QUOTED TEXT -

>> START

As COO of The Coding Space, a New York startup that helps kids learn how to code, she has helped build The Girl Code program, an all-girls education initiative that lets its participants feel less like ciphers and more like leaders in the field.
“I think that educating young girls is how we’re going to change the gender gap,” she said. “Because getting them excited about coding at this age is going to carry with them through college, and increase the space where they don’t realize they’re a minority.”
Kelner is setting a different kind of table, one equipped with a computer, a keyboard and a more equitable future. Technology dominates our lives insofar as we now spend about half of our waking hours staring at a screen, according to industry analysts. For millennials, nearly 4 of those hours are spent on social media, while many of their parents put in a solid 3 hours daily liking, posting and sharing.
Technology continues to connect us in startling — and sometimes unsettling — ways. Gallup reported that smartphone users whip out their devices hourly, while experts have found that users check their phones up to 150 times a day.
We have a love affair with our devices. But like “The Bachelor,” someone is pulling the strings. And as Kelner and companies themselves have noticed, Silicon Valley is the nerdiest fraternity in America.
The numbers bear that out: Women make up 15 percent of tech roles at Facebook, and 17 percent of those positions at Google. At Twitter, nine out of 10 tech jobs are filled by men.
So Silicon Valley, the Nest-controlled home to the geniuses who influence they way we think, behave and live our lives, is less like “The Bachelor” and more like “The Bachelorette.” Except it’s not a show, just reality.
“It’s the reason I’m particularly passionate about changing that,” Kelner said.
The young entrepreneur is hitting ctrl-alt-delete and tapping in her own code, one keystroke at a time. Speaking from New York, she spoke with the Centre Daily Times about tech education, balancing her many ventures and why lemon puns are helping us toward equality.
Q: In 23 short years, you’ve done a lot. What are you most proud of?
A: Oh man, well, The Coding Space has been wonderful, especially The Girl Code program. I also am really proud of this space called Lemonaid, which is an online support community for women around the world to talk about mental health, human rights, basically all sorts of things that are hard to talk about.
Q: That seems like using the internet to connect people, whereas we often hear it being used for the opposite. It sounds like a modern recourse for a modern problem — is that right?
A: Yeah, so it uses (professional communication app) Slack. There are about 200 women on it right now. There are women from Australia, India, the Philippines, Hungary, South America, Canada, Russia — all over the place.

>> END

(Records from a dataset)
>> START

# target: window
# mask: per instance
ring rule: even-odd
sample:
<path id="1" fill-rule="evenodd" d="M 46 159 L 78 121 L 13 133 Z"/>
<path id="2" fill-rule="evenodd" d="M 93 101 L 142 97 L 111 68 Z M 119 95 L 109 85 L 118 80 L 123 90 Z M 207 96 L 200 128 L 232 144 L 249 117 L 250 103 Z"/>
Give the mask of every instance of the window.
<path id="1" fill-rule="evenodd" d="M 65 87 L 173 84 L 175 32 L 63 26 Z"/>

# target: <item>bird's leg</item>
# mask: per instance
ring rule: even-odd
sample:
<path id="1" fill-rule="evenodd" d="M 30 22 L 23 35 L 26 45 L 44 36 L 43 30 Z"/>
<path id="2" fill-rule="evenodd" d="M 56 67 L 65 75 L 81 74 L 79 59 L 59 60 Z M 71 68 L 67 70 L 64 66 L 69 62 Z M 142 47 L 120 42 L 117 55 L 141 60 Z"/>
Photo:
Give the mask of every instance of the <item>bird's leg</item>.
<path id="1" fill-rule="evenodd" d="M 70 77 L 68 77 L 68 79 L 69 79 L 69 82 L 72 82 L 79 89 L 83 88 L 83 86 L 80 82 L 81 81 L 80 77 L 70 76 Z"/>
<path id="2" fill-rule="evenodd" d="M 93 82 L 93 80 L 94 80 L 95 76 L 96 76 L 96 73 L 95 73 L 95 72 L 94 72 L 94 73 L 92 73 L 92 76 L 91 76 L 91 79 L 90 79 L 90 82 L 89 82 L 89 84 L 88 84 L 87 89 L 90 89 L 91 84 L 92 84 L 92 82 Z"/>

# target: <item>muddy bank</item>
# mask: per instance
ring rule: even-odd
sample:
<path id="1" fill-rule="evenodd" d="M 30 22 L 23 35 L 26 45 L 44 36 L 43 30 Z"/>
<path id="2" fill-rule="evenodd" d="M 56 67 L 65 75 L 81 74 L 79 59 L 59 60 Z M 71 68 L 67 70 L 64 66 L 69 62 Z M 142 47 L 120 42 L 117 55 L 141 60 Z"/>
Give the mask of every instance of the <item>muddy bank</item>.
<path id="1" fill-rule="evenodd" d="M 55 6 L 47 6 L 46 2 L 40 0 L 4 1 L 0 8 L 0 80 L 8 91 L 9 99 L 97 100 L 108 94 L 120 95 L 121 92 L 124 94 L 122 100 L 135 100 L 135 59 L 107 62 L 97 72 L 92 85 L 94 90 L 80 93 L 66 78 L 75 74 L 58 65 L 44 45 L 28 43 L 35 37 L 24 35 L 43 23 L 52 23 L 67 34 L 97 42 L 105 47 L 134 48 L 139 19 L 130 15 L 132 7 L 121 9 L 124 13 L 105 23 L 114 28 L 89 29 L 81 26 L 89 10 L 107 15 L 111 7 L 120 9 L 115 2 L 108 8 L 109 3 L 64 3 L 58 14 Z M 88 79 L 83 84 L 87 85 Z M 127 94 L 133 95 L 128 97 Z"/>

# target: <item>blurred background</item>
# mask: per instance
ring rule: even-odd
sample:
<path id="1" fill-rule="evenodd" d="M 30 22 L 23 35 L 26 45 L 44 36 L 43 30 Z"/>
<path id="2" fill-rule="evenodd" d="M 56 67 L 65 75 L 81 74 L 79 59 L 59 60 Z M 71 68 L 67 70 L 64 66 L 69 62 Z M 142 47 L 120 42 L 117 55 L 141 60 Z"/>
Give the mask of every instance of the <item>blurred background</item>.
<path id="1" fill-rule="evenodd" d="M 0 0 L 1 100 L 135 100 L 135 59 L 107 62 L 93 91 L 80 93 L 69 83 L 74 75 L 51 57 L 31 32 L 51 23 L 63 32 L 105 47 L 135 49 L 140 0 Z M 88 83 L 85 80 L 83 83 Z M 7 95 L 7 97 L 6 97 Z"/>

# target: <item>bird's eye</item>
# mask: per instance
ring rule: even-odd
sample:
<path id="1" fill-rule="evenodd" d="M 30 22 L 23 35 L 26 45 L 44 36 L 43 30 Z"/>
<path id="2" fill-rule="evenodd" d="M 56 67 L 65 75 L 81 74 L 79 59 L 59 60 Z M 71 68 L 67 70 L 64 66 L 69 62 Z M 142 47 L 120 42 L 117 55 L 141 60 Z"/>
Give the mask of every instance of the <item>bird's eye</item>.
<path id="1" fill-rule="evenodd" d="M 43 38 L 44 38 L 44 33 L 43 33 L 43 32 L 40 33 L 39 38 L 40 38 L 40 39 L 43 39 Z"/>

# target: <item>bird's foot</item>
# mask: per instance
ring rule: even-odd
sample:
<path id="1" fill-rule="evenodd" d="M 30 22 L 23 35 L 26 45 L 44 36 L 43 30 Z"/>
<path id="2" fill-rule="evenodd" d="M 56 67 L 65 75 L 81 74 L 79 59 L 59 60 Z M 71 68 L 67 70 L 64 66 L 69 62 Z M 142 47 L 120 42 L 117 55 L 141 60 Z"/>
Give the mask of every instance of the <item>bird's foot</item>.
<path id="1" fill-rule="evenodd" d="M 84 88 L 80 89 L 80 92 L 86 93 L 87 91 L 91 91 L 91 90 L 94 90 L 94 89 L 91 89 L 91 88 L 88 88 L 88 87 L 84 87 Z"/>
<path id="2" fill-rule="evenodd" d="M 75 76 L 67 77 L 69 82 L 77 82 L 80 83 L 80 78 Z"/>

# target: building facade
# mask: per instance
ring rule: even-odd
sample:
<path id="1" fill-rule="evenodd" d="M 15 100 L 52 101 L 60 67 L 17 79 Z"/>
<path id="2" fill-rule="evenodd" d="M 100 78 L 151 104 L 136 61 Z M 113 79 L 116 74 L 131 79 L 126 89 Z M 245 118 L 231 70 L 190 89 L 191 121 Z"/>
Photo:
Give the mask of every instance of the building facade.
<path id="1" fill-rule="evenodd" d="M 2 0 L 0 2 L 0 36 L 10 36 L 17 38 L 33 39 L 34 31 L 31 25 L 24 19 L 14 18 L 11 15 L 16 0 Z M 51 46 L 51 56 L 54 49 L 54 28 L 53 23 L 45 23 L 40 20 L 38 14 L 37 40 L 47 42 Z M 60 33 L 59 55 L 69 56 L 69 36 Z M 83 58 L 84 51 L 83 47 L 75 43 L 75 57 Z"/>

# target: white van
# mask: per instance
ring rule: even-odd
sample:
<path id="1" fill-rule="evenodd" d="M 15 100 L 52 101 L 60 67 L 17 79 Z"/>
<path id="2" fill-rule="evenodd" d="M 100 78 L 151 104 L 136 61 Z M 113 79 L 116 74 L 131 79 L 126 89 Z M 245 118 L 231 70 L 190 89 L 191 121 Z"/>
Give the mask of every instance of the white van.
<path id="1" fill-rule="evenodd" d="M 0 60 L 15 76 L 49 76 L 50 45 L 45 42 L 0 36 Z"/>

>> END
>> START

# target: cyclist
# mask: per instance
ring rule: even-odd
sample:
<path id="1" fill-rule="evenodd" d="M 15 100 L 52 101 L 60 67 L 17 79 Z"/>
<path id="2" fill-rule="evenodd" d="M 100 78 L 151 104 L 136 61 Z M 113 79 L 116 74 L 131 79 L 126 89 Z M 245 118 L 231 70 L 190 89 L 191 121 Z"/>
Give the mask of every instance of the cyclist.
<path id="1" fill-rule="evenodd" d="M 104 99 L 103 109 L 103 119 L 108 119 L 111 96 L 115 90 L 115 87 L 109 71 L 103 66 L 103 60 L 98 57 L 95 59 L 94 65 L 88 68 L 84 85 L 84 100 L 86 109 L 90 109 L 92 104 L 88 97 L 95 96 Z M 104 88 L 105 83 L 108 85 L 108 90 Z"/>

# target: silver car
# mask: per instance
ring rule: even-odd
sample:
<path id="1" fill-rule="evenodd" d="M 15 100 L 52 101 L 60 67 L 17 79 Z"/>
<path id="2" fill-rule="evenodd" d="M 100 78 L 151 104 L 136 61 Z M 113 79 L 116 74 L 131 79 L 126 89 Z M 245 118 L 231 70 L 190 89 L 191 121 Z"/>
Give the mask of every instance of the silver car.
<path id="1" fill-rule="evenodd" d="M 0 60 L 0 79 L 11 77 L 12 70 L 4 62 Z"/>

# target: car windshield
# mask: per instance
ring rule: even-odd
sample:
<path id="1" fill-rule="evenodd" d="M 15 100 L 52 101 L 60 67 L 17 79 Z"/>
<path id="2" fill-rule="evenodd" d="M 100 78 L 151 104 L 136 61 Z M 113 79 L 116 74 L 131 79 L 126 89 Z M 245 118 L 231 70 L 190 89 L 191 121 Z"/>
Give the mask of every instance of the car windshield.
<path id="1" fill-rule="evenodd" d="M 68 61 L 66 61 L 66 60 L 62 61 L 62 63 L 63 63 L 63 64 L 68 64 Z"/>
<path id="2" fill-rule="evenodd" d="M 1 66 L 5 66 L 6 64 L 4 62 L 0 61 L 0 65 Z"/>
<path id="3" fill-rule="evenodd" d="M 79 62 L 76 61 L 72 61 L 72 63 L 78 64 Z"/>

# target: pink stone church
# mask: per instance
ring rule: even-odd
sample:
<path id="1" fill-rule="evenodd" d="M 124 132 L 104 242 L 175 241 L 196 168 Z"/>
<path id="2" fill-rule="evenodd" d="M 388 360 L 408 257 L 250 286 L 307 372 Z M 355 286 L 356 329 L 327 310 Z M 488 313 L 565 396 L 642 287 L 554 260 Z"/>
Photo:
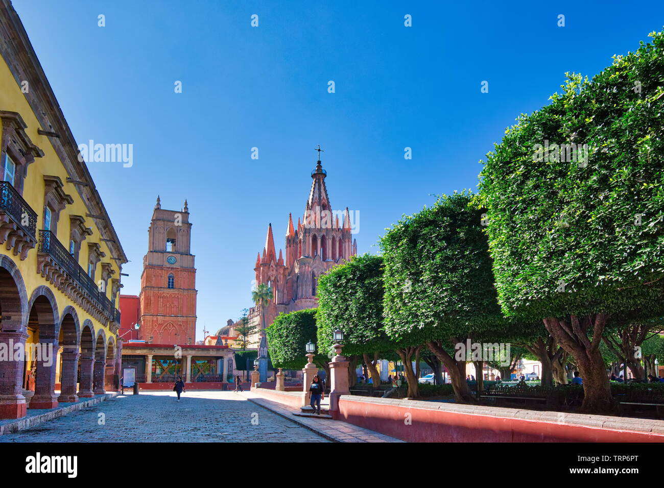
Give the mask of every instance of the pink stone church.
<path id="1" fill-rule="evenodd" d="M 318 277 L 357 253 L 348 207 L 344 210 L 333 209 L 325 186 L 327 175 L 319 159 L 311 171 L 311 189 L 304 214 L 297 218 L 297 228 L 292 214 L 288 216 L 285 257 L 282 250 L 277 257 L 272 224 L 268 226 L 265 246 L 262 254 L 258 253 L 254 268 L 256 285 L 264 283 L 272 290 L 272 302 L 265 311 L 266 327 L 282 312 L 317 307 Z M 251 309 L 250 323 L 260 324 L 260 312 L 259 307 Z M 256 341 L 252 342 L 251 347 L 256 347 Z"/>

>> END

TASK DETAILS -
Could you write the next part of the article about Kelner and The Coding Space, starting right after its last sentence?

WRITTEN REPLY -
It’s been really positive. It’s semi-anonymous, so all the women create user names that are lemon puns. So I’m like “Big Squeeze,” then there’s like “Miley Citrus.” I like combining very hard-to-talk-about topics with a lighthearted theme, so it becomes more comfortable and a space that is open and fun. There have been people who have posted about really hard times in their life — about abuse or relationship troubles or sexism in the office — and it’s crowdsourced advice and the feedback after that is like “thank you so much for this space, this has gotten me through (a lot).”
Q: Women in tech remain underrepresented; the percentage of women receiving degrees in computer science has actually dropped since 1991. What are some experiences where you’ve found mentors in a male-dominated field?
A: I was actually at an event last week that was really wonderful, a women in STEM event, and I was with two other friends and we were actually the youngest in the room. There were some older women who have been through different career fields and technology. One was the VP of technology at Verizon. Meeting women who were at the forefront was really inspiring. I often don’t have a lot of mentors who are women, so that event was an eye-opener.
Q: How have you filled that mentor role for students at The Coding Space?
A: The Girl Code program started this summer, and we have three weeks of an all-girl coding program. It’s amazing to see what they do. One of them has her own dog walking and baby-sitting business online and she was really excited about it. She’s 12 years old. I helped her make her website and portfolio for this business; she had never done HTML/CSS and she was so excited to customize her website exactly like she wanted to, she was like screaming, she was so excited.
I started my first business when I was 17, and it’s just exciting seeing girls starting younger and younger. And having the opportunity to work with them on a basis like that has been awesome.
Q: You’ve founded multiple startups, been around the world and work and live in New York. Do you sleep?
A: (laughs) I have a great work-life balance right now. We take care of each other. Like I was sick yesterday and they made me go home.